Task directions:
Write out, unchanged, the lines in the items below from the one containing "the black cap" through the one containing "column 102, row 116", both of those lines included. Give only those lines.

========

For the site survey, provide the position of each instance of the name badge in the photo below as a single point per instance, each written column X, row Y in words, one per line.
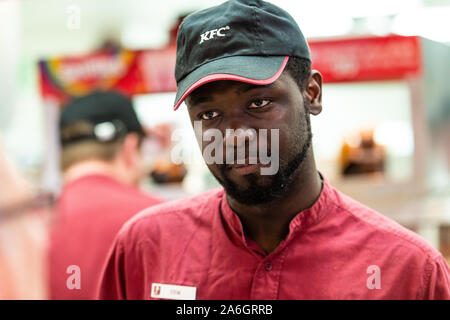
column 174, row 292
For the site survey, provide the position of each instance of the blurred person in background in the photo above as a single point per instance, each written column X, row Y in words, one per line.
column 23, row 235
column 102, row 166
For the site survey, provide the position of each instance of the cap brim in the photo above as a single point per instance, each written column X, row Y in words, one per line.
column 250, row 69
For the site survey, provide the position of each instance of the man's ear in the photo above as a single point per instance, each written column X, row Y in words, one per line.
column 313, row 92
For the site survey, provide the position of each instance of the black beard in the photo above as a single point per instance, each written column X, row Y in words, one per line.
column 279, row 183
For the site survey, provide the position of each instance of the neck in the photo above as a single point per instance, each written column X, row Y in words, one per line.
column 91, row 167
column 268, row 224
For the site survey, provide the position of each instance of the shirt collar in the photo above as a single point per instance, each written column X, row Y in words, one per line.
column 302, row 221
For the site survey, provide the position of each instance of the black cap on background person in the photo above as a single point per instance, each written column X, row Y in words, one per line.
column 101, row 132
column 102, row 116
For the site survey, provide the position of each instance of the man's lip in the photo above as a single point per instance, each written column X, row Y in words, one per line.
column 245, row 168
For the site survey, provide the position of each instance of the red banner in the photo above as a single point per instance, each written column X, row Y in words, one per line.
column 129, row 72
column 362, row 59
column 149, row 71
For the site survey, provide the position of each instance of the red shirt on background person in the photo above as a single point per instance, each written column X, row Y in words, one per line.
column 286, row 234
column 102, row 167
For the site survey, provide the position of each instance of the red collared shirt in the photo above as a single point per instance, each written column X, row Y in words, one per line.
column 337, row 249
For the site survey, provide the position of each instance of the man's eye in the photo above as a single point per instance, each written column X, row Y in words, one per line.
column 259, row 103
column 208, row 115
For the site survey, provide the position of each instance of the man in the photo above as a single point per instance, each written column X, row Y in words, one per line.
column 102, row 166
column 287, row 235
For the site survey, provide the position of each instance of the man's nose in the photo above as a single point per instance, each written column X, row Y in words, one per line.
column 237, row 136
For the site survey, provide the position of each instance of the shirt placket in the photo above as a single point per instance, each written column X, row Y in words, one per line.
column 266, row 280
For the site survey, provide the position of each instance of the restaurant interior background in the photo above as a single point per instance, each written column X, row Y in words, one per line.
column 383, row 136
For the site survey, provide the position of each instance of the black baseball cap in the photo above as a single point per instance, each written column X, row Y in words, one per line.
column 105, row 115
column 241, row 40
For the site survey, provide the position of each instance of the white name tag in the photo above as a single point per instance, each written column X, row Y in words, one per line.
column 174, row 292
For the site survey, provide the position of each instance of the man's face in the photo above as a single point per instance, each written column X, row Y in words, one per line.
column 236, row 105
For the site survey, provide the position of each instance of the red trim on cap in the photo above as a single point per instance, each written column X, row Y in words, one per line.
column 226, row 76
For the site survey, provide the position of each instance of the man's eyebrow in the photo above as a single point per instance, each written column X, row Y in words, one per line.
column 249, row 86
column 195, row 100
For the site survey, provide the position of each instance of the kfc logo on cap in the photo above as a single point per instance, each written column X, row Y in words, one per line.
column 208, row 35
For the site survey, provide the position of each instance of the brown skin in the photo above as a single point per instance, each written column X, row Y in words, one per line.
column 232, row 105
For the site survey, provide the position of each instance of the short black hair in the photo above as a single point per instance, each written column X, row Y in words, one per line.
column 299, row 69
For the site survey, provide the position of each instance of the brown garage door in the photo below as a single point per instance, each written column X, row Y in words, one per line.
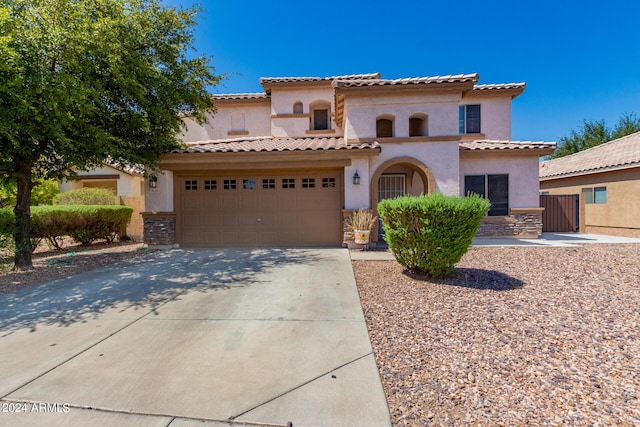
column 252, row 209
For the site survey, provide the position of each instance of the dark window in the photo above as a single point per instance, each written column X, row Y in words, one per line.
column 493, row 187
column 498, row 189
column 320, row 119
column 269, row 183
column 417, row 127
column 469, row 119
column 384, row 128
column 595, row 195
column 328, row 182
column 475, row 184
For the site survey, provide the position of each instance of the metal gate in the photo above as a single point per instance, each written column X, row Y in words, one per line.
column 561, row 212
column 389, row 187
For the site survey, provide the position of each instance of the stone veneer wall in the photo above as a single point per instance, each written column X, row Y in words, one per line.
column 522, row 222
column 159, row 228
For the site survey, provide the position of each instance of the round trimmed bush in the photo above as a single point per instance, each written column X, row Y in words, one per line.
column 429, row 234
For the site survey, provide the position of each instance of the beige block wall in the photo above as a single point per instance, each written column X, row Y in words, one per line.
column 620, row 216
column 136, row 226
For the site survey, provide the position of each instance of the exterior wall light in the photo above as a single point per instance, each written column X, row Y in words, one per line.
column 356, row 178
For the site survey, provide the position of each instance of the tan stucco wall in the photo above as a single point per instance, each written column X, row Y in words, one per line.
column 282, row 101
column 441, row 110
column 495, row 116
column 522, row 170
column 442, row 159
column 126, row 185
column 620, row 215
column 256, row 119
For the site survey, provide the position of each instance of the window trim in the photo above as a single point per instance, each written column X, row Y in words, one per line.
column 387, row 118
column 595, row 195
column 487, row 191
column 463, row 119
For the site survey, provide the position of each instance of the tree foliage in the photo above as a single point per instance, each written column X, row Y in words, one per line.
column 83, row 81
column 595, row 132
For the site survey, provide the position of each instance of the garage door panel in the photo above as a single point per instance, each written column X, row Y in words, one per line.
column 258, row 215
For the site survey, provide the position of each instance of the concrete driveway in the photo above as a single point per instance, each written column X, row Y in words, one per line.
column 193, row 337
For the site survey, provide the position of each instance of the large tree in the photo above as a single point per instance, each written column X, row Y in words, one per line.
column 595, row 132
column 82, row 81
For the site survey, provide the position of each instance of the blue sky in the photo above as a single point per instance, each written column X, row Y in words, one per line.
column 580, row 59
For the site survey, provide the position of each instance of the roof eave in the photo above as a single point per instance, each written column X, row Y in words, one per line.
column 591, row 171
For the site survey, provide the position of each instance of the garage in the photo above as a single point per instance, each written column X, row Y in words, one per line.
column 248, row 208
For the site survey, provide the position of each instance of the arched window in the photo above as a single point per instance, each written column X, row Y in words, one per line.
column 384, row 127
column 320, row 115
column 418, row 125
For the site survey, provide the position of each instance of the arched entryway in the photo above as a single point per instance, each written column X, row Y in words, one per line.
column 400, row 176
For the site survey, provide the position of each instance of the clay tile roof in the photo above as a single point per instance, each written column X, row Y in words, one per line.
column 265, row 80
column 274, row 144
column 458, row 78
column 229, row 96
column 496, row 145
column 620, row 153
column 500, row 86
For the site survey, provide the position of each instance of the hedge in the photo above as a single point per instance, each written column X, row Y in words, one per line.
column 429, row 234
column 83, row 223
column 86, row 196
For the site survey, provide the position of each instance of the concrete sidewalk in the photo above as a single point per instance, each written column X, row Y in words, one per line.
column 566, row 240
column 193, row 337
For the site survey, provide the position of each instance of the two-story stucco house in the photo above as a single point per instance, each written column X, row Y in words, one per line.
column 286, row 166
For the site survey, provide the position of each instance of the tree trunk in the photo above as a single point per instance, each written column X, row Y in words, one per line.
column 22, row 211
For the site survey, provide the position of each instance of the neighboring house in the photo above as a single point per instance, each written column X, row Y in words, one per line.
column 127, row 186
column 607, row 178
column 287, row 166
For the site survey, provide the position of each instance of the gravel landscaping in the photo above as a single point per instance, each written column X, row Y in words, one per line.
column 520, row 336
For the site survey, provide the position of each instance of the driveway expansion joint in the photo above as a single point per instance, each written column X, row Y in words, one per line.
column 48, row 371
column 301, row 385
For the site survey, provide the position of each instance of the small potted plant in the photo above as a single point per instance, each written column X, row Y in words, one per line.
column 362, row 222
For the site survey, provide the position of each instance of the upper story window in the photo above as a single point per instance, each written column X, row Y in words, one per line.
column 384, row 127
column 418, row 125
column 492, row 187
column 320, row 115
column 237, row 122
column 469, row 119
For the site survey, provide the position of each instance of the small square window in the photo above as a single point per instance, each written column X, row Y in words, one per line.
column 600, row 195
column 269, row 183
column 469, row 119
column 588, row 195
column 328, row 182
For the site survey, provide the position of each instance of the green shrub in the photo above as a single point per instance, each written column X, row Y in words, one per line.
column 84, row 223
column 7, row 221
column 429, row 234
column 86, row 196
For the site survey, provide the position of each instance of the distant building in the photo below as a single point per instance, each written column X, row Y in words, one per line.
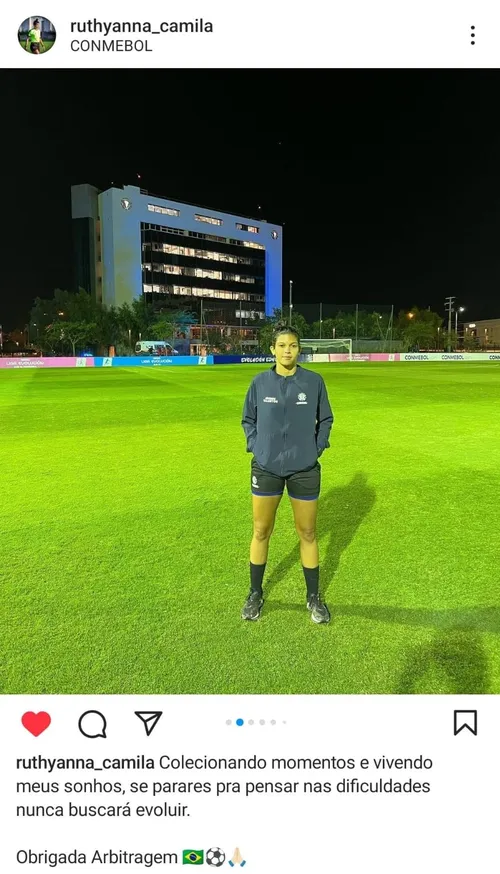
column 129, row 243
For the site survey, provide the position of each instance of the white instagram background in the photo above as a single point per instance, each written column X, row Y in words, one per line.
column 358, row 33
column 453, row 828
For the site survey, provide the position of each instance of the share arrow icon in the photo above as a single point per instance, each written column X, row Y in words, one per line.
column 149, row 718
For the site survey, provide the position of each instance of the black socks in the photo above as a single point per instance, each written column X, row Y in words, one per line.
column 311, row 575
column 256, row 577
column 312, row 580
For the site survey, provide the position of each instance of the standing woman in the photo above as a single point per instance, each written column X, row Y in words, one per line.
column 34, row 38
column 287, row 420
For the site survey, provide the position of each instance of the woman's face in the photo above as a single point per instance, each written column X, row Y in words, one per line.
column 286, row 350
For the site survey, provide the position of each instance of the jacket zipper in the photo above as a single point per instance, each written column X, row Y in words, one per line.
column 284, row 434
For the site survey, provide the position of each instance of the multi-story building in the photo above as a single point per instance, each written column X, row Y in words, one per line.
column 130, row 243
column 487, row 332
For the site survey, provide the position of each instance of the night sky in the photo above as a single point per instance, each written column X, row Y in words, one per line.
column 387, row 182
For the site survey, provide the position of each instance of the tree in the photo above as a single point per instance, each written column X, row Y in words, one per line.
column 266, row 332
column 72, row 333
column 327, row 328
column 417, row 328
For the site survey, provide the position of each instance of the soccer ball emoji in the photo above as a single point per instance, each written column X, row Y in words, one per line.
column 215, row 857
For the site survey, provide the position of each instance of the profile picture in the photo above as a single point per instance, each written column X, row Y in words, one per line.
column 37, row 35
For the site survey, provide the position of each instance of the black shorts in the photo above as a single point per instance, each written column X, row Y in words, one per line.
column 304, row 485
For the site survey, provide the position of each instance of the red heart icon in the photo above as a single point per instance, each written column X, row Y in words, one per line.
column 36, row 722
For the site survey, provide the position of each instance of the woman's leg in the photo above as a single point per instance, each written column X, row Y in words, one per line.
column 264, row 515
column 305, row 515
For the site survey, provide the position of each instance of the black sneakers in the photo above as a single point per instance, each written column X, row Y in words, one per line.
column 319, row 611
column 252, row 606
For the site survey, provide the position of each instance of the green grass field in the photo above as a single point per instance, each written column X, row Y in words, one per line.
column 126, row 524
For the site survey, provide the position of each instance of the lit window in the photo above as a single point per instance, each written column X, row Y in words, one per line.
column 208, row 219
column 250, row 228
column 164, row 210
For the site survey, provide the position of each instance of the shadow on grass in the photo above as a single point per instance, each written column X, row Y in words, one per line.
column 340, row 513
column 458, row 657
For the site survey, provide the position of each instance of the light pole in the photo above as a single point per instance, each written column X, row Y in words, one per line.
column 449, row 301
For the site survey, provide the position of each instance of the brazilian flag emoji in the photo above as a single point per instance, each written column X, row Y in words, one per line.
column 192, row 857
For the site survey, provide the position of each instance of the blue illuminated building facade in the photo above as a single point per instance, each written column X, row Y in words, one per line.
column 128, row 243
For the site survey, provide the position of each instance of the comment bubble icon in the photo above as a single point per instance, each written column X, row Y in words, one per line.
column 92, row 724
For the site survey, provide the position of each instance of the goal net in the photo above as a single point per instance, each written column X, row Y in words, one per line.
column 327, row 345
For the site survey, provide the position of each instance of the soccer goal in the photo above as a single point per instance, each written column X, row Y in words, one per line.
column 328, row 345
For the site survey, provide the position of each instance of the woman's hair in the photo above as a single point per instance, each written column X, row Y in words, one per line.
column 283, row 328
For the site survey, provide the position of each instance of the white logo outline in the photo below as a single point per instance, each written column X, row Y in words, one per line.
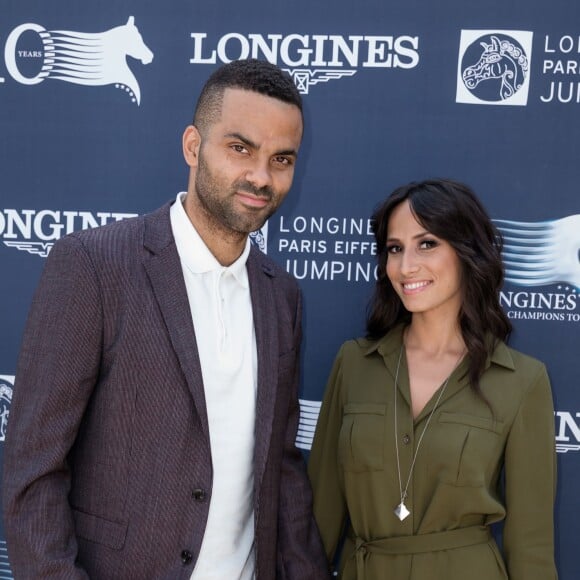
column 505, row 60
column 90, row 59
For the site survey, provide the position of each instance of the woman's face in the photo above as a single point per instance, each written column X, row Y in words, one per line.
column 423, row 269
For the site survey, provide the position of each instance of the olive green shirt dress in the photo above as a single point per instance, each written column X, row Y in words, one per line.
column 456, row 489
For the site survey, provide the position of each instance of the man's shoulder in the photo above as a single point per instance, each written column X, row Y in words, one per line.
column 271, row 268
column 116, row 234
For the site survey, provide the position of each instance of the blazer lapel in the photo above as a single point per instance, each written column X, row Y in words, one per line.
column 266, row 326
column 163, row 268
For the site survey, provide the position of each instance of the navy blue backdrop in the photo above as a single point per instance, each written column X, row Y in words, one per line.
column 487, row 93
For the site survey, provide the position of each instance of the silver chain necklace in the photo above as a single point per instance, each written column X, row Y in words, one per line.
column 401, row 511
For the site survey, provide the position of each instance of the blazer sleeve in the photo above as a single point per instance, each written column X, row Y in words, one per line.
column 300, row 554
column 56, row 373
column 530, row 483
column 330, row 508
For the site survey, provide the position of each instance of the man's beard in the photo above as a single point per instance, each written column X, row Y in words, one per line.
column 221, row 208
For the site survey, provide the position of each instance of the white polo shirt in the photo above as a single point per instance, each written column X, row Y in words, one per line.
column 221, row 309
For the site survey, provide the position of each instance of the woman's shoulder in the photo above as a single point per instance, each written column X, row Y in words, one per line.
column 518, row 368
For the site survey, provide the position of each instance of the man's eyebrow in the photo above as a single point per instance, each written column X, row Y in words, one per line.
column 247, row 141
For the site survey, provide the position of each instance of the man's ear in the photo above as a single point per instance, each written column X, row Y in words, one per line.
column 191, row 144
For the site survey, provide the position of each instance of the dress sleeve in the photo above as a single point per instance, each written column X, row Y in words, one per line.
column 530, row 485
column 330, row 508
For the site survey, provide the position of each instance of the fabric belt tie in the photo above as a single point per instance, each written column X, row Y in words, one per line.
column 434, row 542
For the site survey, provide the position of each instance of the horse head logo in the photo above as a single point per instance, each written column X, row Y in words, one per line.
column 92, row 59
column 503, row 62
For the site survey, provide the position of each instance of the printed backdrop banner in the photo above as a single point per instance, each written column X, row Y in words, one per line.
column 94, row 98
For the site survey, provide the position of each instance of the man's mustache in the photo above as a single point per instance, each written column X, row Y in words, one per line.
column 247, row 187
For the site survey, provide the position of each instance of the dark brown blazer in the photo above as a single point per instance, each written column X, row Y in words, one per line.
column 107, row 463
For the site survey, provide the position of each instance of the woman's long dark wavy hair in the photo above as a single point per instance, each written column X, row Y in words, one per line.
column 452, row 212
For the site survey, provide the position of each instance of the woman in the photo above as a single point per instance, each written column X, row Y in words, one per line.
column 421, row 419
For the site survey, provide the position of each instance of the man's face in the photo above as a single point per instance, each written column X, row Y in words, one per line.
column 245, row 160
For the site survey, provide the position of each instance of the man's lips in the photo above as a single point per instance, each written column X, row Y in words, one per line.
column 252, row 200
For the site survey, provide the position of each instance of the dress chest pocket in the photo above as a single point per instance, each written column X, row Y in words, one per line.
column 479, row 446
column 361, row 441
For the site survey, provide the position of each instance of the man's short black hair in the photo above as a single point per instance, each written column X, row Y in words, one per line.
column 254, row 75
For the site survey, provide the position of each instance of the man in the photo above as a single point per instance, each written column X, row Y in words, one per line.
column 152, row 429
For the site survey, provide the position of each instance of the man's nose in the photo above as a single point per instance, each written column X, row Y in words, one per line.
column 260, row 174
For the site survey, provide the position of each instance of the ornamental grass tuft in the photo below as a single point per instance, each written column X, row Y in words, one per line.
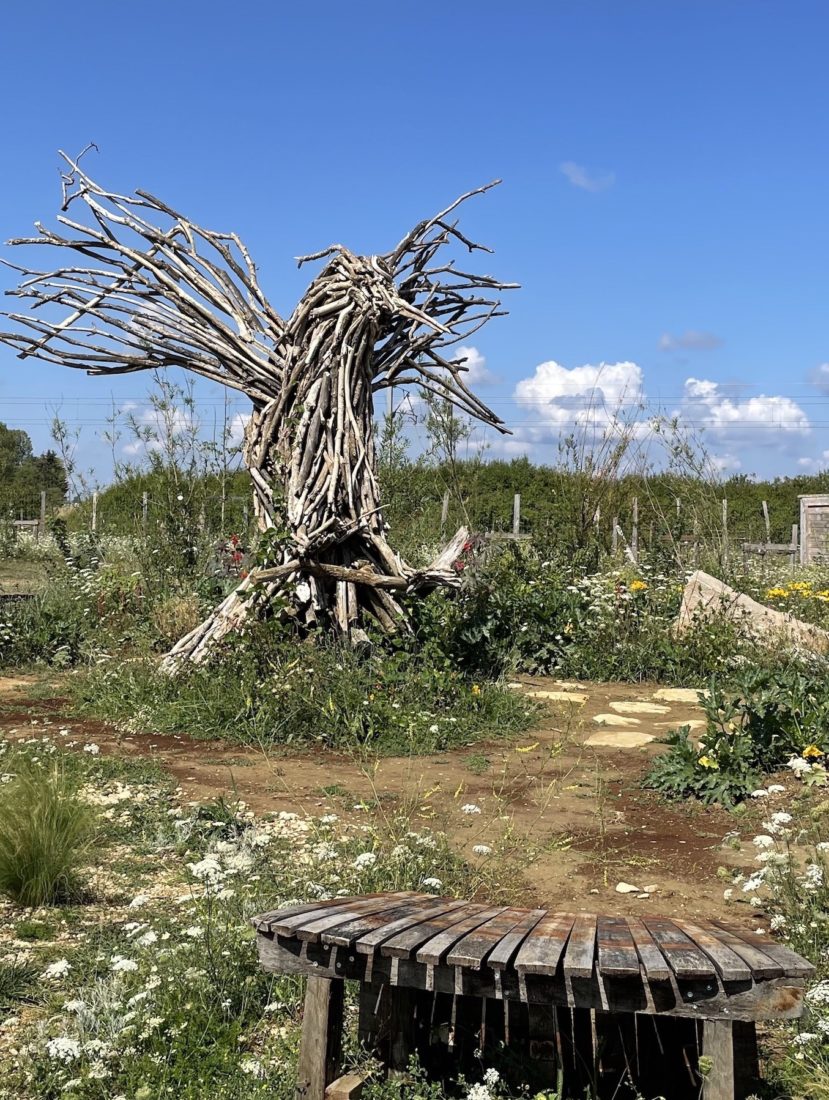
column 45, row 833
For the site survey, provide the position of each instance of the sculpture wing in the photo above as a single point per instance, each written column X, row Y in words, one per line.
column 139, row 295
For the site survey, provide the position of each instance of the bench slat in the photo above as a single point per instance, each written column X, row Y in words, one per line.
column 433, row 949
column 475, row 946
column 501, row 954
column 617, row 953
column 405, row 943
column 367, row 943
column 794, row 966
column 543, row 946
column 652, row 959
column 684, row 957
column 418, row 909
column 581, row 952
column 709, row 941
column 311, row 925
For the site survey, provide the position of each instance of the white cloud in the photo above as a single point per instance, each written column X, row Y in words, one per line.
column 815, row 464
column 476, row 369
column 579, row 177
column 725, row 417
column 691, row 340
column 592, row 397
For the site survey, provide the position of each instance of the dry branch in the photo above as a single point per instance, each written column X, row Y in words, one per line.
column 146, row 288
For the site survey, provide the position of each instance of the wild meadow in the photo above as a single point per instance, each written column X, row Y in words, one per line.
column 128, row 968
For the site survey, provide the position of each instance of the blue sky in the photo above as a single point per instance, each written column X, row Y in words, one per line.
column 663, row 207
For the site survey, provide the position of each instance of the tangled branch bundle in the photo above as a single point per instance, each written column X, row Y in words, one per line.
column 145, row 288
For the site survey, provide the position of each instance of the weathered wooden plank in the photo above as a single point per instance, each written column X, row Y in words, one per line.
column 433, row 949
column 652, row 959
column 312, row 928
column 581, row 952
column 371, row 941
column 264, row 921
column 617, row 953
column 501, row 954
column 320, row 1046
column 685, row 959
column 475, row 946
column 544, row 944
column 345, row 934
column 709, row 941
column 762, row 965
column 794, row 966
column 405, row 943
column 777, row 999
column 286, row 924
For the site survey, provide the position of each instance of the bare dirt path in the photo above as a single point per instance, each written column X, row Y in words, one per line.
column 564, row 803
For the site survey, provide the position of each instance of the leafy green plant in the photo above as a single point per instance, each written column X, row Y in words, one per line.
column 754, row 724
column 17, row 982
column 45, row 833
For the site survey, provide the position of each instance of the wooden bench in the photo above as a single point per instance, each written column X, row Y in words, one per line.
column 575, row 1000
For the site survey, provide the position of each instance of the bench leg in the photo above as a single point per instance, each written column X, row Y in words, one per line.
column 731, row 1051
column 320, row 1046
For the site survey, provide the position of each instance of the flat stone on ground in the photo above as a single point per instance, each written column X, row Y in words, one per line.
column 620, row 739
column 677, row 694
column 576, row 699
column 629, row 706
column 616, row 719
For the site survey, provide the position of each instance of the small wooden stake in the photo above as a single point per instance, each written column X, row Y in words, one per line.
column 320, row 1046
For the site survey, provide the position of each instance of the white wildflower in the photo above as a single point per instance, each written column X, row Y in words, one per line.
column 57, row 969
column 121, row 965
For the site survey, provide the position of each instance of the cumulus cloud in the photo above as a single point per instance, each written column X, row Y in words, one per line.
column 691, row 340
column 709, row 406
column 590, row 396
column 579, row 177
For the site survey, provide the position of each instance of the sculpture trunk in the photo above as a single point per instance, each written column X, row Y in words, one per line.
column 189, row 297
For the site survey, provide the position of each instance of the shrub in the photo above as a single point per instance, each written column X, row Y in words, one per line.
column 755, row 724
column 45, row 832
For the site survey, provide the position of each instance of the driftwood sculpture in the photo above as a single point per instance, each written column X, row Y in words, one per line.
column 145, row 288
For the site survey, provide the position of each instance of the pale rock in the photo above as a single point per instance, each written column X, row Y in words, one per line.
column 678, row 694
column 629, row 706
column 620, row 739
column 561, row 696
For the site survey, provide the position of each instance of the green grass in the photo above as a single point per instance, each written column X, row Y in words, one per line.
column 272, row 690
column 45, row 834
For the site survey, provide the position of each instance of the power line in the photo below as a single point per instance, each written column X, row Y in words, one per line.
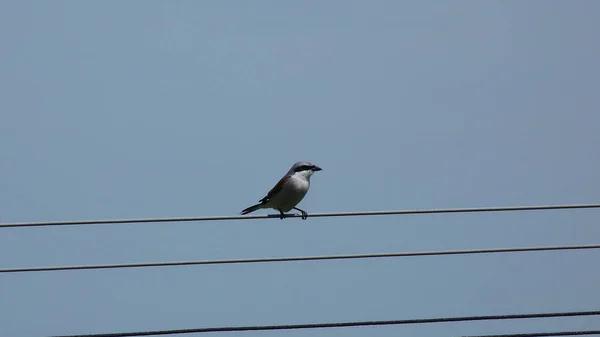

========

Solution:
For the site survey, provide the position of each instance of the black cap on background person in the photo above as a single point per instance, each written column X, row Y in words, one per line.
column 101, row 132
column 102, row 116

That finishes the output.